--- Job ---
Please print exactly the lines running from the one that contains "player in blue" to the end of the data, with both lines included.

--- Extracted data ---
________________

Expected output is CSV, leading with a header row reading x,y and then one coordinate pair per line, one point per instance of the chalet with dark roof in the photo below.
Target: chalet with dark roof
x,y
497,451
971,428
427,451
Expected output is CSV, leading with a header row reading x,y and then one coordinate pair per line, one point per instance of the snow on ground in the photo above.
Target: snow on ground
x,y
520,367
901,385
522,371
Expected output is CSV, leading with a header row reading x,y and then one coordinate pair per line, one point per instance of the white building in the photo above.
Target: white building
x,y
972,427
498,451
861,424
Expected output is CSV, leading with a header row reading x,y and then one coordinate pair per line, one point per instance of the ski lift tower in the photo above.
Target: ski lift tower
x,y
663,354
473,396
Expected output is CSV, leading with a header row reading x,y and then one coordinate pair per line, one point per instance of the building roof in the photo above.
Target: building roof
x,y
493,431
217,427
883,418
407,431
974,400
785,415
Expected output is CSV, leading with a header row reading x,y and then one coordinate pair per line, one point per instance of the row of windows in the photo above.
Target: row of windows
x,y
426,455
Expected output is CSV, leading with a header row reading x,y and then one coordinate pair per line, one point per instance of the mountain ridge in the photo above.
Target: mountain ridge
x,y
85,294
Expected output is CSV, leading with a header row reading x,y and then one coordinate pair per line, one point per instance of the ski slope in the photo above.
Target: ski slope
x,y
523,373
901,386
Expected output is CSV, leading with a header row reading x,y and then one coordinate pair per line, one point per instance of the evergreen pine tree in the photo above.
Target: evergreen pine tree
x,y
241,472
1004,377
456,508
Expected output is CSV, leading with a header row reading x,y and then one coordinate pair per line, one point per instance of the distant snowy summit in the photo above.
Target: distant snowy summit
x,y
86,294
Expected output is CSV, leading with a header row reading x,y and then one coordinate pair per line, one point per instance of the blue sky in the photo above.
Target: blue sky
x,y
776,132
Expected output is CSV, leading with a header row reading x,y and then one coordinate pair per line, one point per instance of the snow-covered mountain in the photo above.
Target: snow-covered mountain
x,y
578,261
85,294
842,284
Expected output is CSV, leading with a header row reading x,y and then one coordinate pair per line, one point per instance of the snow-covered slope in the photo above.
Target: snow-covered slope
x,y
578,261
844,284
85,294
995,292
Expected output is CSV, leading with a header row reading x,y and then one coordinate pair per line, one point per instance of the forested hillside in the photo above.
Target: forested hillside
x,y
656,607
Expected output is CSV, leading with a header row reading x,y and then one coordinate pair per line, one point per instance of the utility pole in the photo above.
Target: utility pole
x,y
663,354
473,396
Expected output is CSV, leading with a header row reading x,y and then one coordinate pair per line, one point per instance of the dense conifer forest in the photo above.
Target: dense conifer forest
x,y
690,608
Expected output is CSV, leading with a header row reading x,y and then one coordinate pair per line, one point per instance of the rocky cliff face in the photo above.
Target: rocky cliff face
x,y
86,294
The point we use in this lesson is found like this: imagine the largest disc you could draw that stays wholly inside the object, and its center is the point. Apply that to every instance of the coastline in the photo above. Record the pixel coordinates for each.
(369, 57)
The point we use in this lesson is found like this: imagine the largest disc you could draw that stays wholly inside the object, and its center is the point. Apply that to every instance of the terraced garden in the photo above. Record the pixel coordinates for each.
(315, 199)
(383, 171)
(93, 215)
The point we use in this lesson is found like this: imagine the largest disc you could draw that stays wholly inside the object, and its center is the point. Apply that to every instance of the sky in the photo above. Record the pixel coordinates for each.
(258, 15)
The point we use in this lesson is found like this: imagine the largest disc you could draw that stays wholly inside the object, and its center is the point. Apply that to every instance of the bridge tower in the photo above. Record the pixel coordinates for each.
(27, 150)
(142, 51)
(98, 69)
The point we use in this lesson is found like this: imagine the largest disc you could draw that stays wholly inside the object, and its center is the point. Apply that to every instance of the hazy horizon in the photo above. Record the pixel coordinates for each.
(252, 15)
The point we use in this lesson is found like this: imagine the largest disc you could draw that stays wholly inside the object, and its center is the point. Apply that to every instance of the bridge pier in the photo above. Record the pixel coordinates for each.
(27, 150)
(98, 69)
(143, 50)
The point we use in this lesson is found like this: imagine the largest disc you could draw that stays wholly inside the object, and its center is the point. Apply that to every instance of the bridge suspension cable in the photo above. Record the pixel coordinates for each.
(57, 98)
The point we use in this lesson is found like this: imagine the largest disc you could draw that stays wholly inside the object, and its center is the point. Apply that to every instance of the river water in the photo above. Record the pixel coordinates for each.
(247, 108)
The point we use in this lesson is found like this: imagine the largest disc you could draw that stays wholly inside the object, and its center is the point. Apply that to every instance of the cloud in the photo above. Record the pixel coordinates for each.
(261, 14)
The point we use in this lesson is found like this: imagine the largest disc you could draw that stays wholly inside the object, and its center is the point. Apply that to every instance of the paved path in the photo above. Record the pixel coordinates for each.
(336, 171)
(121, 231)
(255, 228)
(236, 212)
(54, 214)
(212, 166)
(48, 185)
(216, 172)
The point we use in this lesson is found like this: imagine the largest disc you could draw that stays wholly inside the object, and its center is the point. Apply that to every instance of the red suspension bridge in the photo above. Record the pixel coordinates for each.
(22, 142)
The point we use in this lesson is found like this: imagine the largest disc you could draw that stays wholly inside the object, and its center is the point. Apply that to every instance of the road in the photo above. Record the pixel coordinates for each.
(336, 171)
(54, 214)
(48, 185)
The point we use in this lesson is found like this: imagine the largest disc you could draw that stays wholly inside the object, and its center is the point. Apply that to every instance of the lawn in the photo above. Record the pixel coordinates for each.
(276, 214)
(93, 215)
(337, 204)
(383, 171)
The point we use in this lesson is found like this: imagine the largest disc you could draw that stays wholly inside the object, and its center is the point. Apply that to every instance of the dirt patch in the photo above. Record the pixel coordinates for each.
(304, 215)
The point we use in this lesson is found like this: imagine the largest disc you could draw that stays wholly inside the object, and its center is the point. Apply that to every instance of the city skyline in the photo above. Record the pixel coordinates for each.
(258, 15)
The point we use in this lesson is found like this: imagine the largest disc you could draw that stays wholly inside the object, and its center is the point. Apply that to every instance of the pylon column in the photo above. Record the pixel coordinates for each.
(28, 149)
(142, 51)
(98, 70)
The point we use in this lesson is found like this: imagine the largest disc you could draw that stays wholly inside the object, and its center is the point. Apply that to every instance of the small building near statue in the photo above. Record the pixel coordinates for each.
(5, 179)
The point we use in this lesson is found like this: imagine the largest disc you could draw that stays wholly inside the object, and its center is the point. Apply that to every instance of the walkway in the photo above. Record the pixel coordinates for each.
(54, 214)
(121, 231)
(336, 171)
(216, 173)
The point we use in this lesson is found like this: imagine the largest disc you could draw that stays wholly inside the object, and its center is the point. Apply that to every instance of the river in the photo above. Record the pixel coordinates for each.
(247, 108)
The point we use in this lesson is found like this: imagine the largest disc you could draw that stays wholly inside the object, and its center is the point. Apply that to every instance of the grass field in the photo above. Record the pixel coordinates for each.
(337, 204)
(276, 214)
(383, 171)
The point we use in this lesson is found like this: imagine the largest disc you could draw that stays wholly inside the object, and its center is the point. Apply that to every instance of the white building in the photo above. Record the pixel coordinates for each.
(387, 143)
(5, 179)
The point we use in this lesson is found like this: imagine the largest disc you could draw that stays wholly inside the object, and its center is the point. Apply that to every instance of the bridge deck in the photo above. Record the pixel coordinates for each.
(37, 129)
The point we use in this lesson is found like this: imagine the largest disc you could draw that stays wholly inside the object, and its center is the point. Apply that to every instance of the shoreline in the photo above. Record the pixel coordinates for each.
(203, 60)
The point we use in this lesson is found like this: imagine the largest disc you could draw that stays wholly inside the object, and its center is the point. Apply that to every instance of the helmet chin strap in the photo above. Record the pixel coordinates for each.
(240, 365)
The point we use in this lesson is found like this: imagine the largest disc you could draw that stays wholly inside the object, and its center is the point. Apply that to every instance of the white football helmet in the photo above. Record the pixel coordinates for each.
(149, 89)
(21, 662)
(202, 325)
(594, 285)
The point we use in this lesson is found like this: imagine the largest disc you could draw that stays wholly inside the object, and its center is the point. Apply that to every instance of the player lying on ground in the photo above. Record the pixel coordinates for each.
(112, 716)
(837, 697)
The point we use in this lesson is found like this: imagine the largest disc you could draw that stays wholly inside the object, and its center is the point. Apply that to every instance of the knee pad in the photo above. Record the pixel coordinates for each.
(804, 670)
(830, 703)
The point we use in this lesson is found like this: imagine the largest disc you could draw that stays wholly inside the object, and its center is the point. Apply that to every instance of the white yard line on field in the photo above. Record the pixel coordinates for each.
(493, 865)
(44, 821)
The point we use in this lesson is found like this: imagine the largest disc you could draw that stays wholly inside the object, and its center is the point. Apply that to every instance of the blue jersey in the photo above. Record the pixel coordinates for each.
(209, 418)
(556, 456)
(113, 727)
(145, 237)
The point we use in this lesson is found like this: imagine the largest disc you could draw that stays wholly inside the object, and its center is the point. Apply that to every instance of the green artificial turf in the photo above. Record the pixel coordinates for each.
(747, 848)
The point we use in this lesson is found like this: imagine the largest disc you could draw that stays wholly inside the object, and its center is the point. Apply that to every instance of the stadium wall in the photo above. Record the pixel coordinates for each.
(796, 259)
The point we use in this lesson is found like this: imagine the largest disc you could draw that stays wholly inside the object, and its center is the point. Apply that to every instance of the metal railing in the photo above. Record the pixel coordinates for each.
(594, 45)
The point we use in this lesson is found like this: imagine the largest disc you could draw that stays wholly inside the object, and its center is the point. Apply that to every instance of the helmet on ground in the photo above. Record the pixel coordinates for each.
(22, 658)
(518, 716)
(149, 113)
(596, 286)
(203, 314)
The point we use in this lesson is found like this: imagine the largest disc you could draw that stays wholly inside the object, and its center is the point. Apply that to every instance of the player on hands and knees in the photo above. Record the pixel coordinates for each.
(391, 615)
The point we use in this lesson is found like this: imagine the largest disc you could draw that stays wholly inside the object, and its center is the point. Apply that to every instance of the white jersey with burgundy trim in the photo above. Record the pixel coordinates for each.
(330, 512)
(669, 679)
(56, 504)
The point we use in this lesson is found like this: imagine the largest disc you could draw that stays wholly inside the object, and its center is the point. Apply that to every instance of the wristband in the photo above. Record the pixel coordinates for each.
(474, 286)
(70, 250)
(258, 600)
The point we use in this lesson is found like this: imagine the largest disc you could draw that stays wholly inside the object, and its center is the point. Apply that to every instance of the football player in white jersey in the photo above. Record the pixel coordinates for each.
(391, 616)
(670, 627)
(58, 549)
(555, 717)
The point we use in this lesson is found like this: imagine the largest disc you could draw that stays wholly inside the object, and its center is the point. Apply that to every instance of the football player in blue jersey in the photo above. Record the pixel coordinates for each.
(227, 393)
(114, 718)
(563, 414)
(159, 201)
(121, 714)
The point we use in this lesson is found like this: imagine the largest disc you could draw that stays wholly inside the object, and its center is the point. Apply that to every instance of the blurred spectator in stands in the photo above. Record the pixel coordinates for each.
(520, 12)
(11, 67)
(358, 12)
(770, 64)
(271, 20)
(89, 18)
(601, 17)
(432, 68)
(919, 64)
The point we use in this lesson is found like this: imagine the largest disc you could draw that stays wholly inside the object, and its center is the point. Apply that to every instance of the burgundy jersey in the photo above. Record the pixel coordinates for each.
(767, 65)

________________

--- Result below ---
The point we use in this lesson is found like this: imagine the largest disc you could draw that stays wholly inside the object, and its center is the point. Apply that to every instance of the football player in blue jersey in the photo above. Record the pixel coordinates for each.
(227, 393)
(114, 718)
(563, 414)
(159, 201)
(121, 714)
The point we use in this lesson is found like this: imagine the largest disc you could draw that stays wholly inside the object, and its center is the point. Apply that to every instance of the blurred spectator in stands in the photo above. Record the pixel coordinates for each.
(520, 12)
(11, 67)
(358, 12)
(770, 64)
(271, 20)
(89, 18)
(601, 17)
(432, 68)
(919, 64)
The point we use in this lesson is found like this: imagine the largest disc you could draw that stays wholly inside the object, and its center is the point. Apply that to every instance of the burgundy jersey in the photo above. Record the pixel coordinates for each.
(767, 65)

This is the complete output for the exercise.